Leaving the pictures aside, repeat each line below exactly.

● ● ●

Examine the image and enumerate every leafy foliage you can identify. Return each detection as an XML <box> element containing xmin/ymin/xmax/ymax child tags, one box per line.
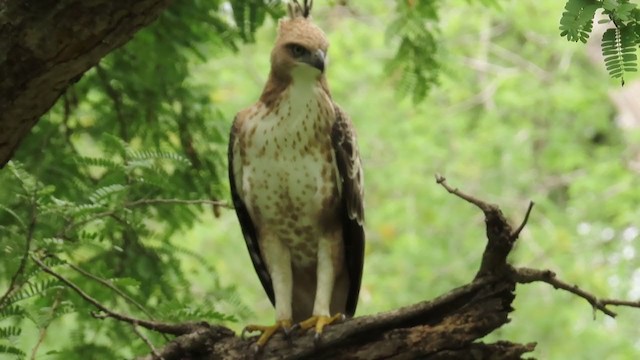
<box><xmin>0</xmin><ymin>345</ymin><xmax>25</xmax><ymax>359</ymax></box>
<box><xmin>560</xmin><ymin>0</ymin><xmax>640</xmax><ymax>83</ymax></box>
<box><xmin>602</xmin><ymin>26</ymin><xmax>638</xmax><ymax>83</ymax></box>
<box><xmin>560</xmin><ymin>0</ymin><xmax>599</xmax><ymax>43</ymax></box>
<box><xmin>386</xmin><ymin>0</ymin><xmax>440</xmax><ymax>103</ymax></box>
<box><xmin>1</xmin><ymin>0</ymin><xmax>640</xmax><ymax>359</ymax></box>
<box><xmin>0</xmin><ymin>1</ymin><xmax>281</xmax><ymax>358</ymax></box>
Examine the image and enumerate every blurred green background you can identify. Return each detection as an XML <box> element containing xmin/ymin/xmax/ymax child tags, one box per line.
<box><xmin>1</xmin><ymin>0</ymin><xmax>640</xmax><ymax>359</ymax></box>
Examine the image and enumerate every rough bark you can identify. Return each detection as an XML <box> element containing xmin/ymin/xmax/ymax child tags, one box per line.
<box><xmin>138</xmin><ymin>276</ymin><xmax>535</xmax><ymax>360</ymax></box>
<box><xmin>0</xmin><ymin>0</ymin><xmax>172</xmax><ymax>166</ymax></box>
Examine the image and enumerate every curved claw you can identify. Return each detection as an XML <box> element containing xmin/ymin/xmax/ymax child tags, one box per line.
<box><xmin>313</xmin><ymin>331</ymin><xmax>323</xmax><ymax>345</ymax></box>
<box><xmin>251</xmin><ymin>343</ymin><xmax>262</xmax><ymax>355</ymax></box>
<box><xmin>297</xmin><ymin>313</ymin><xmax>345</xmax><ymax>344</ymax></box>
<box><xmin>242</xmin><ymin>319</ymin><xmax>293</xmax><ymax>348</ymax></box>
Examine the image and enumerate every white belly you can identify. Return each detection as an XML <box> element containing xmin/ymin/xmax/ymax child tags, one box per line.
<box><xmin>240</xmin><ymin>95</ymin><xmax>339</xmax><ymax>266</ymax></box>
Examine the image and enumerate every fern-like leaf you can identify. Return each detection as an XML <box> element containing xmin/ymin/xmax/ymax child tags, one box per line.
<box><xmin>0</xmin><ymin>204</ymin><xmax>26</xmax><ymax>229</ymax></box>
<box><xmin>560</xmin><ymin>0</ymin><xmax>599</xmax><ymax>43</ymax></box>
<box><xmin>69</xmin><ymin>203</ymin><xmax>108</xmax><ymax>217</ymax></box>
<box><xmin>602</xmin><ymin>26</ymin><xmax>638</xmax><ymax>84</ymax></box>
<box><xmin>127</xmin><ymin>150</ymin><xmax>190</xmax><ymax>165</ymax></box>
<box><xmin>0</xmin><ymin>344</ymin><xmax>26</xmax><ymax>358</ymax></box>
<box><xmin>6</xmin><ymin>161</ymin><xmax>39</xmax><ymax>194</ymax></box>
<box><xmin>171</xmin><ymin>305</ymin><xmax>234</xmax><ymax>322</ymax></box>
<box><xmin>75</xmin><ymin>156</ymin><xmax>123</xmax><ymax>171</ymax></box>
<box><xmin>0</xmin><ymin>306</ymin><xmax>25</xmax><ymax>321</ymax></box>
<box><xmin>100</xmin><ymin>133</ymin><xmax>129</xmax><ymax>157</ymax></box>
<box><xmin>5</xmin><ymin>280</ymin><xmax>63</xmax><ymax>306</ymax></box>
<box><xmin>88</xmin><ymin>184</ymin><xmax>126</xmax><ymax>204</ymax></box>
<box><xmin>0</xmin><ymin>326</ymin><xmax>22</xmax><ymax>339</ymax></box>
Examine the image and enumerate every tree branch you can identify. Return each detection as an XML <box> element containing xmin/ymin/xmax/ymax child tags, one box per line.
<box><xmin>97</xmin><ymin>176</ymin><xmax>640</xmax><ymax>359</ymax></box>
<box><xmin>435</xmin><ymin>174</ymin><xmax>494</xmax><ymax>212</ymax></box>
<box><xmin>125</xmin><ymin>198</ymin><xmax>232</xmax><ymax>209</ymax></box>
<box><xmin>60</xmin><ymin>198</ymin><xmax>232</xmax><ymax>236</ymax></box>
<box><xmin>510</xmin><ymin>266</ymin><xmax>621</xmax><ymax>318</ymax></box>
<box><xmin>30</xmin><ymin>291</ymin><xmax>61</xmax><ymax>360</ymax></box>
<box><xmin>0</xmin><ymin>0</ymin><xmax>174</xmax><ymax>166</ymax></box>
<box><xmin>133</xmin><ymin>325</ymin><xmax>164</xmax><ymax>360</ymax></box>
<box><xmin>31</xmin><ymin>255</ymin><xmax>216</xmax><ymax>336</ymax></box>
<box><xmin>0</xmin><ymin>204</ymin><xmax>37</xmax><ymax>308</ymax></box>
<box><xmin>511</xmin><ymin>201</ymin><xmax>535</xmax><ymax>240</ymax></box>
<box><xmin>65</xmin><ymin>260</ymin><xmax>155</xmax><ymax>320</ymax></box>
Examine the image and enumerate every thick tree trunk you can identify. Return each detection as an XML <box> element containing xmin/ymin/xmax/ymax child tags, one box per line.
<box><xmin>0</xmin><ymin>0</ymin><xmax>172</xmax><ymax>166</ymax></box>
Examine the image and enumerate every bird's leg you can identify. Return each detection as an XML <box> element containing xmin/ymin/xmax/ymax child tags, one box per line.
<box><xmin>242</xmin><ymin>238</ymin><xmax>293</xmax><ymax>348</ymax></box>
<box><xmin>296</xmin><ymin>237</ymin><xmax>344</xmax><ymax>341</ymax></box>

● ● ●

*Reply to the task*
Examine the image and enumerate every leafy foliage you can identify. Return each detection as an XML <box> element containing xmin/ymin/xmax/ymax child tags, one box per line.
<box><xmin>0</xmin><ymin>345</ymin><xmax>25</xmax><ymax>359</ymax></box>
<box><xmin>560</xmin><ymin>0</ymin><xmax>640</xmax><ymax>83</ymax></box>
<box><xmin>602</xmin><ymin>26</ymin><xmax>638</xmax><ymax>83</ymax></box>
<box><xmin>560</xmin><ymin>0</ymin><xmax>599</xmax><ymax>43</ymax></box>
<box><xmin>386</xmin><ymin>0</ymin><xmax>440</xmax><ymax>103</ymax></box>
<box><xmin>1</xmin><ymin>0</ymin><xmax>640</xmax><ymax>359</ymax></box>
<box><xmin>0</xmin><ymin>1</ymin><xmax>281</xmax><ymax>358</ymax></box>
Examine the image and enumerate every blurred green background you can identify. Return each detection as an XML <box> element containing xmin/ymin/xmax/ymax child tags, one box per line.
<box><xmin>1</xmin><ymin>0</ymin><xmax>640</xmax><ymax>359</ymax></box>
Examine the image and enumerate every rough bark you can identify. Return each detection as an XML <box> element containing xmin/ymin/xmax/ymax child tags, one box per line.
<box><xmin>138</xmin><ymin>276</ymin><xmax>535</xmax><ymax>360</ymax></box>
<box><xmin>0</xmin><ymin>0</ymin><xmax>172</xmax><ymax>166</ymax></box>
Examine the image and enumerate every curved claw you can identify. Return each detection as an XML <box> element containing xmin/ymin/xmax/ymax child tags, one box per line.
<box><xmin>313</xmin><ymin>331</ymin><xmax>323</xmax><ymax>345</ymax></box>
<box><xmin>251</xmin><ymin>343</ymin><xmax>262</xmax><ymax>355</ymax></box>
<box><xmin>297</xmin><ymin>313</ymin><xmax>345</xmax><ymax>344</ymax></box>
<box><xmin>242</xmin><ymin>319</ymin><xmax>293</xmax><ymax>348</ymax></box>
Examine the image and enumerate every white belly you can identify. Return each detection as an XML <box> element containing xmin/ymin/xmax/ymax child tags, one box per line.
<box><xmin>240</xmin><ymin>95</ymin><xmax>339</xmax><ymax>266</ymax></box>
Examine the image and enumerate every fern-like leaf you can identify. Return each detection as an XML <box> element containing xmin/ymin/xmax/ymax child tags, one box per line.
<box><xmin>0</xmin><ymin>204</ymin><xmax>26</xmax><ymax>229</ymax></box>
<box><xmin>560</xmin><ymin>0</ymin><xmax>599</xmax><ymax>43</ymax></box>
<box><xmin>69</xmin><ymin>203</ymin><xmax>108</xmax><ymax>217</ymax></box>
<box><xmin>602</xmin><ymin>26</ymin><xmax>638</xmax><ymax>84</ymax></box>
<box><xmin>127</xmin><ymin>150</ymin><xmax>190</xmax><ymax>165</ymax></box>
<box><xmin>0</xmin><ymin>344</ymin><xmax>26</xmax><ymax>358</ymax></box>
<box><xmin>6</xmin><ymin>161</ymin><xmax>39</xmax><ymax>194</ymax></box>
<box><xmin>171</xmin><ymin>305</ymin><xmax>234</xmax><ymax>322</ymax></box>
<box><xmin>75</xmin><ymin>156</ymin><xmax>123</xmax><ymax>171</ymax></box>
<box><xmin>0</xmin><ymin>306</ymin><xmax>25</xmax><ymax>321</ymax></box>
<box><xmin>100</xmin><ymin>133</ymin><xmax>129</xmax><ymax>157</ymax></box>
<box><xmin>5</xmin><ymin>280</ymin><xmax>63</xmax><ymax>306</ymax></box>
<box><xmin>88</xmin><ymin>184</ymin><xmax>126</xmax><ymax>204</ymax></box>
<box><xmin>0</xmin><ymin>326</ymin><xmax>22</xmax><ymax>339</ymax></box>
Examine the image and enumerate every tree branch you can identify. Return each detection as an XML <box> element containing xmin/ymin/xmax/ymax child tags, one box per line.
<box><xmin>97</xmin><ymin>176</ymin><xmax>640</xmax><ymax>359</ymax></box>
<box><xmin>435</xmin><ymin>174</ymin><xmax>494</xmax><ymax>212</ymax></box>
<box><xmin>125</xmin><ymin>198</ymin><xmax>232</xmax><ymax>209</ymax></box>
<box><xmin>60</xmin><ymin>198</ymin><xmax>232</xmax><ymax>236</ymax></box>
<box><xmin>510</xmin><ymin>266</ymin><xmax>621</xmax><ymax>318</ymax></box>
<box><xmin>30</xmin><ymin>291</ymin><xmax>61</xmax><ymax>360</ymax></box>
<box><xmin>0</xmin><ymin>0</ymin><xmax>174</xmax><ymax>166</ymax></box>
<box><xmin>133</xmin><ymin>325</ymin><xmax>164</xmax><ymax>360</ymax></box>
<box><xmin>31</xmin><ymin>255</ymin><xmax>216</xmax><ymax>336</ymax></box>
<box><xmin>0</xmin><ymin>204</ymin><xmax>37</xmax><ymax>308</ymax></box>
<box><xmin>511</xmin><ymin>201</ymin><xmax>535</xmax><ymax>240</ymax></box>
<box><xmin>65</xmin><ymin>260</ymin><xmax>155</xmax><ymax>320</ymax></box>
Examine the image and enumerate every thick tree trunk you can identify. Return each detection as an XML <box> element containing xmin/ymin/xmax/ymax child tags, one box per line.
<box><xmin>0</xmin><ymin>0</ymin><xmax>172</xmax><ymax>166</ymax></box>
Examine the image and enumerate every bird's leg you can identify. Return each detection as an XML <box> element containing xmin/ymin/xmax/ymax child tags, one box per line.
<box><xmin>242</xmin><ymin>238</ymin><xmax>293</xmax><ymax>348</ymax></box>
<box><xmin>296</xmin><ymin>237</ymin><xmax>344</xmax><ymax>341</ymax></box>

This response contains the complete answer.